Problem statement.
Copy every entry word for word. Skip the pictures.

--- START ---

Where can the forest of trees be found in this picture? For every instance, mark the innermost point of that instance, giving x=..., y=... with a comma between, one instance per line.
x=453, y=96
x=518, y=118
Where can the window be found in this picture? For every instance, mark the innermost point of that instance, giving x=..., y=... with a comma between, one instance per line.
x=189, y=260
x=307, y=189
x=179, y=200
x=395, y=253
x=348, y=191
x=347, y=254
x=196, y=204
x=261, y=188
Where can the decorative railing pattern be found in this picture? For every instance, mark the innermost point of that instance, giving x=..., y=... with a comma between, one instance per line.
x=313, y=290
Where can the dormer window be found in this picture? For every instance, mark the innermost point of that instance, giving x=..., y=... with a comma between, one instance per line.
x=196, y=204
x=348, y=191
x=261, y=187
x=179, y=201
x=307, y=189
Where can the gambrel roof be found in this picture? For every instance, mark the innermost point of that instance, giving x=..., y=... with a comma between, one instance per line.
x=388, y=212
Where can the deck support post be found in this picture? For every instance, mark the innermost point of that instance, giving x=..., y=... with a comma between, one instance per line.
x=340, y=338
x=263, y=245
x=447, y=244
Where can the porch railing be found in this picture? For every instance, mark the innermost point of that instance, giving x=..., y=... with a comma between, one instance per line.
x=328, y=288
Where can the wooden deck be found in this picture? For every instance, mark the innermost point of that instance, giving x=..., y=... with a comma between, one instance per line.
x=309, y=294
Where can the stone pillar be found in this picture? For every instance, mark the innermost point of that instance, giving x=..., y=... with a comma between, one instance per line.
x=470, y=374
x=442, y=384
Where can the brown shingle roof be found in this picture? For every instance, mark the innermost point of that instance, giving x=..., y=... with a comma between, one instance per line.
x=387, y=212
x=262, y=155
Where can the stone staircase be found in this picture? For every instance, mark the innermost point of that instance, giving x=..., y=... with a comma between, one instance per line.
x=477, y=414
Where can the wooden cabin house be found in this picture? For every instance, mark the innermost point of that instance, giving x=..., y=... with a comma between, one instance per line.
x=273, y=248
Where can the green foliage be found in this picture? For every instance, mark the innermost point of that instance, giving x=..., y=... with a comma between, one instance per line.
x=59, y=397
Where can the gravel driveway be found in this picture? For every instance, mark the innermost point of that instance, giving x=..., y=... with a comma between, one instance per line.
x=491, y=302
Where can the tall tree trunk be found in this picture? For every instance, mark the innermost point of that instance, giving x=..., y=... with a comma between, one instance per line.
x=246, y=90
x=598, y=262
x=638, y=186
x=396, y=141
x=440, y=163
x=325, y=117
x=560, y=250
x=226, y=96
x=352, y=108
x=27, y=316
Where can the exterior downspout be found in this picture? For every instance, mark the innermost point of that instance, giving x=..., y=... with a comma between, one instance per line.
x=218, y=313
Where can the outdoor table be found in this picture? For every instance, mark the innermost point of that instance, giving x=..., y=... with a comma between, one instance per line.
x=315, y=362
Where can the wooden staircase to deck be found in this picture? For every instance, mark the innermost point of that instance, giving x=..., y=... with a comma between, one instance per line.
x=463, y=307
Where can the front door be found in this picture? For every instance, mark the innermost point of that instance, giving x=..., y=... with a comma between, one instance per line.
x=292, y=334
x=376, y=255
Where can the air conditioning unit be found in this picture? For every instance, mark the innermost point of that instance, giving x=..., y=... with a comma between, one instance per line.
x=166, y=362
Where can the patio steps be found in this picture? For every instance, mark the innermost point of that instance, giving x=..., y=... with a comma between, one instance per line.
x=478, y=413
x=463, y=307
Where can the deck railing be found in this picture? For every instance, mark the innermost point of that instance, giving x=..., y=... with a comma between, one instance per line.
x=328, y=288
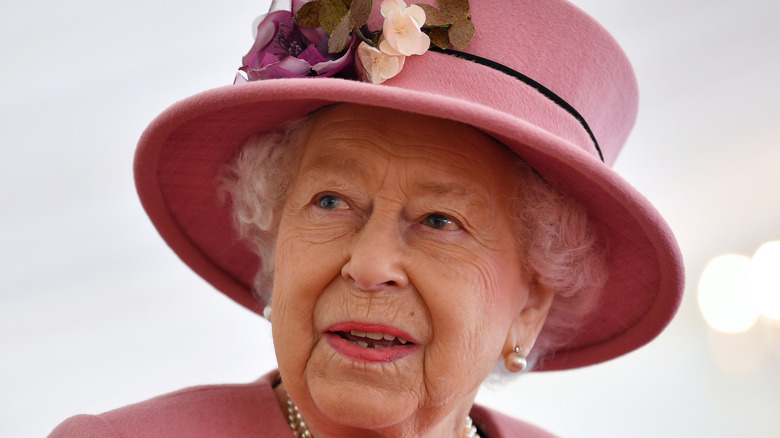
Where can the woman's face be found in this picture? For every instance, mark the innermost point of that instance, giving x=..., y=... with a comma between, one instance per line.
x=397, y=284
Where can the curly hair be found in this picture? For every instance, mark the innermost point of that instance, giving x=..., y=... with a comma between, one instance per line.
x=560, y=246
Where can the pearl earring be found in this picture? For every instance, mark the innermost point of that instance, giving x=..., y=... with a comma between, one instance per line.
x=515, y=361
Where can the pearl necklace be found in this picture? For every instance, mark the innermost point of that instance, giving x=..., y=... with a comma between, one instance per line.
x=301, y=430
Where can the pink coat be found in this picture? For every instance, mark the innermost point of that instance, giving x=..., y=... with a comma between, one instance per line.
x=235, y=411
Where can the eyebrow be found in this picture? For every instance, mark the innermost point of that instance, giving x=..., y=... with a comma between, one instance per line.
x=440, y=188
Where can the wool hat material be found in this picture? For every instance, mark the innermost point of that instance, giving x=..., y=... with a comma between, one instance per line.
x=541, y=77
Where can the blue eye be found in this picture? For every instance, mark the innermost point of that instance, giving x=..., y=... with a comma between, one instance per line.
x=439, y=222
x=329, y=202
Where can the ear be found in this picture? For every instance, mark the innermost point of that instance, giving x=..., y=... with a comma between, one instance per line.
x=530, y=319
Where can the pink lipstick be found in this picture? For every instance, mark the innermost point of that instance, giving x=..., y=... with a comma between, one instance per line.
x=366, y=343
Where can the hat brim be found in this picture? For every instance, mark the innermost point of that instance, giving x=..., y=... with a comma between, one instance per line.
x=182, y=151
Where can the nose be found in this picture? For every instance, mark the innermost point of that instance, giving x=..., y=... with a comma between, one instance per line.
x=376, y=258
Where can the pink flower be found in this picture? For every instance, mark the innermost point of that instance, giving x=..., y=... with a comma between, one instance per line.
x=401, y=34
x=283, y=50
x=377, y=66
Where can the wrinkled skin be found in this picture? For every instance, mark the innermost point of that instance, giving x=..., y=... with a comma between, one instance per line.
x=400, y=220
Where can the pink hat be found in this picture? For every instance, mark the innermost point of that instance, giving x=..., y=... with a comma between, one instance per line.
x=541, y=77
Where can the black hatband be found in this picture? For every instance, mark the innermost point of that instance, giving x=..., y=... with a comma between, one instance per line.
x=528, y=81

--- END ---

Task solution.
Where can the forest of trees be found in this picture? For every instance, mark the innermost point of that instance, giving x=..., y=... with a comma between, one instance per line.
x=453, y=96
x=518, y=118
Where can the window be found in this picture? For every instance, mark the innermost point of that instance, giving x=..., y=... with a comma between, one instance per line.
x=189, y=260
x=307, y=189
x=179, y=200
x=395, y=253
x=348, y=191
x=347, y=254
x=196, y=204
x=261, y=188
Where can the decorative railing pattern be found in this picture? For every instance, mark the innermost point of that instance, giving x=..., y=... with a comma between, one instance per line.
x=313, y=290
Where can the dormer window be found in this picture? For every instance, mark the innermost point of that instance, giving x=..., y=... with a comma between, one instance per line.
x=196, y=204
x=348, y=191
x=261, y=187
x=179, y=201
x=307, y=189
Where can the gambrel roof be found in this picture? For every instance, mark the innermost point of that instance, giving x=..., y=... with a comma between, one instance per line.
x=388, y=212
Where can the deck support post be found in this picture? For every instance, mark the innermost point of that instance, giving x=..., y=... with a comma between, one instance per line.
x=340, y=338
x=263, y=245
x=447, y=244
Where can the porch railing be found in this picture? For every instance, mark the innermost point of that instance, giving x=..., y=... with a comma between, one instance per line.
x=328, y=288
Where can the wooden deck be found in this picture? For every instance, mark the innermost point of that instance, giving x=..., y=... with a comma between, one instance per line.
x=309, y=294
Where can the stone pillar be found in this picture? For every instance, mark the innermost point of that instance, giving x=..., y=... with a comma between, one instance per line.
x=470, y=374
x=442, y=384
Where can the brown shingle roof be found in this picture? For every instance, mark the innermost point of that instance, giving x=..., y=... with a comma between, one instance per line.
x=387, y=212
x=262, y=155
Where can the stone staircase be found in this picture? For every instance, mark the innermost point of that instance, giving x=..., y=... with a comma between, one instance per line.
x=477, y=414
Where can the wooden cabin house be found in this picture? For every instance, mark the innermost point of that instance, giving x=..., y=... with a comma between, one instance per line.
x=273, y=248
Where can the green foliage be found in this picture? For every instance, mark the innermost point of that instance, giving x=..., y=... with a comma between, one instance per line.
x=59, y=397
Where can the gravel driveway be found in this picture? For every instance, mark the innermost point of that instance, giving x=..., y=... with a comma between, one instance per line.
x=491, y=302
Where can the tall tree trunk be found in this picture? For every instance, mark the innermost point of that instance, giving x=..., y=... with a comma between, one instance per line.
x=246, y=90
x=598, y=262
x=638, y=186
x=396, y=141
x=440, y=163
x=325, y=117
x=560, y=250
x=226, y=96
x=352, y=108
x=27, y=316
Where can the exterior downspout be found in this picture? For every instance, mark the innermost point of that instance, giving x=..., y=... with a comma between, one instance per line.
x=218, y=313
Where can the outdoor table be found in this picture? For every instance, mark the innermost point of that instance, giving x=..., y=... with a comma between, one instance per line.
x=315, y=362
Where can the wooden staircase to deck be found in this picture? For every instance, mark the innermost point of that instance, giving x=..., y=... with a comma between, one instance per line.
x=463, y=307
Where can the front door be found in this picture? For every instance, mark the innermost point of that instance, giving x=..., y=... with a comma between, one instance per line.
x=292, y=334
x=376, y=255
Where can the air conditioning unit be found in this picture? For every instance, mark the innermost point of that instance, giving x=..., y=... with a comma between, one instance per line.
x=166, y=362
Where can the patio steps be found in this picture? For every instance, mark the innermost point of that instance, giving x=..., y=... with a comma between, one instance per line.
x=478, y=413
x=463, y=307
Where can the deck railing be found in this picture? For every instance, mark the innermost point of that instance, giving x=..., y=... with a comma between, one instance per line.
x=328, y=288
Where can the woman's face be found in this picture? For every instance, mark the innermost point of that instance, giving x=..., y=... with a comma between, one instance per line.
x=397, y=284
Where can the curly hair be found in this picture? For every instance, mark the innermost point of that instance, giving x=..., y=... with a comma between, one instance per line.
x=560, y=246
Where can the pearl earring be found in this picture? For every instance, mark the innermost point of that instance, giving x=..., y=... with a comma between, one instance per line.
x=515, y=361
Where can the pearl necklace be found in this picture? For every instance, mark the innermost point of that instance, giving x=..., y=... with a comma between, one instance per line.
x=301, y=430
Where can the pink coat be found in this picture? For every instance, mark the innermost point of that instance, giving x=..., y=... with a comma between, one instance per line.
x=235, y=411
Where can the eyebrow be found in this picture? For every instance, mark the innermost point of that instance, giving x=..., y=... with a comma between, one instance per line.
x=440, y=188
Where can the wool hat material be found in this picture? For every instance, mark the innermost point of that instance, giving x=..., y=... with a comma between, one instance per line.
x=541, y=77
Where can the blue eye be found in this picture? For every instance, mark the innermost point of that instance, giving x=..., y=... with a comma between, one instance per line.
x=439, y=222
x=329, y=202
Where can the ear be found in this picture? For every instance, mark the innermost point of that instance, giving x=..., y=... with a comma between, one instance per line.
x=530, y=319
Where can the pink lipstick be found in this picture? For every instance, mark the innermost point of that instance, giving x=..., y=... with a comma between, one instance per line.
x=366, y=343
Where can the hat brim be found in this picture? For every instance, mark the innermost point of that instance, giving x=..., y=... with a comma between, one instance per line.
x=182, y=151
Where can the nose be found in this picture? For every instance, mark the innermost point of that instance, giving x=..., y=... with a comma between, one instance per line.
x=376, y=258
Where can the pink flower be found in this picture? For every instance, mark the innermost point of that instance, giving x=..., y=... with a comma between, one instance per line.
x=401, y=34
x=283, y=50
x=377, y=66
Where can the wrinkled skin be found in this picture? For every instance, mark the innermost point of that instance, giving x=..., y=... with a comma between, one instance per line.
x=400, y=220
Where can the pink hat be found in this picture? For every instance, mark the innermost point of that instance, giving x=..., y=... with a comma between, one instance per line.
x=541, y=77
Where can the black hatband be found in this picture? For every instance, mark the innermost point of that instance, giving x=..., y=... with a comma between, one instance per line.
x=528, y=81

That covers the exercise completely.